Постановка иностранного режиссера на сцене российского театра по нынешним временам выглядит абсолютной экзотикой. Времена Персеваля, Лепажа, Херманиса остались в прошлом: международные театральные связи российские театры выстраивают в других, неевропейских направлениях. Только вот стран с развитой театральной культурой не так много, и поиски идут почти по кругу.
Менее года назад в Большом драматическом театре им. Г. А. Товстоногова в Санкт-Петербурге японец Мотои Миура поставил спектакль «Преступление и наказание». В феврале вышла его премьера на Малой сцене Театра Наций по пьесе Кобо Абэ «Друзья». В мае грядет «Вишневый сад» в усадьбе Мелихово, премьеру которого будут играть в рамках Чеховского фестиваля. На Миуру большие ставки, он, что называется, «пошел»: постановки в именитых российских театрах, множество интервью в главных российских изданиях.

_____

ПОСТАВЛЕННАЯ ЗАДАЧА 1
Можете выписать из текста о Мотои Миуре всё, что идет от «Менее года назад» вниз до «главных российских изданиях.»?
ПОСТАВЛЕННАЯ ЗАДАЧА 2
Допишете, что идет дальше в тексте о Мотои Миуре, начиная сразу после его последнего предложения?

Записи из набора данных с указанием точек
_____

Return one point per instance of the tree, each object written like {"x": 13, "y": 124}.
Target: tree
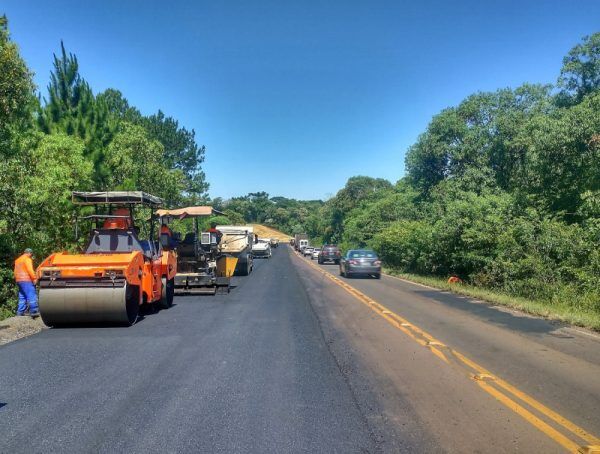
{"x": 16, "y": 92}
{"x": 135, "y": 163}
{"x": 580, "y": 73}
{"x": 180, "y": 151}
{"x": 71, "y": 108}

_____

РЕЗУЛЬТАТ ВЫПОЛНЕНИЯ 1
Менее года назад в Большом драматическом театре им. Г. А. Товстоногова в Санкт-Петербурге японец Мотои Миура поставил спектакль «Преступление и наказание». В феврале вышла его премьера на Малой сцене Театра Наций по пьесе Кобо Абэ «Друзья». В мае грядет «Вишневый сад» в усадьбе Мелихово, премьеру которого будут играть в рамках Чеховского фестиваля. На Миуру большие ставки, он, что называется, «пошел»: постановки в именитых российских театрах, множество интервью в главных российских изданиях.

РЕЗУЛЬТАТ ВЫПОЛНЕНИЯ 2
На сегодня японский режиссер востребован, возможно, даже больше, чем тогда, когда он гастролировал со своим маленьким театром «Читэн» и постановками по русской классике. Тогда он был интересной экзотикой. Сегодня сюжет в том, что Мотои Миура предстает в новом качестве приглашенного режиссера-постановщика, вписывается в репертуарную политику российских театров и работает исключительно с российскими артистами. Для режиссера в этом тоже эволюционный скачок. После «Читэна» в Киото со зрительным залом на пятьдесят человек в его распоряжении почти тысячный зал БДТ. После 10 штатных артистов «Читэна» к нему в Театр Наций приходит на кастинг 150 человек. Плюс безупречная техническая «начинка» обеих площадок, что немаловажно для его художественной концепции.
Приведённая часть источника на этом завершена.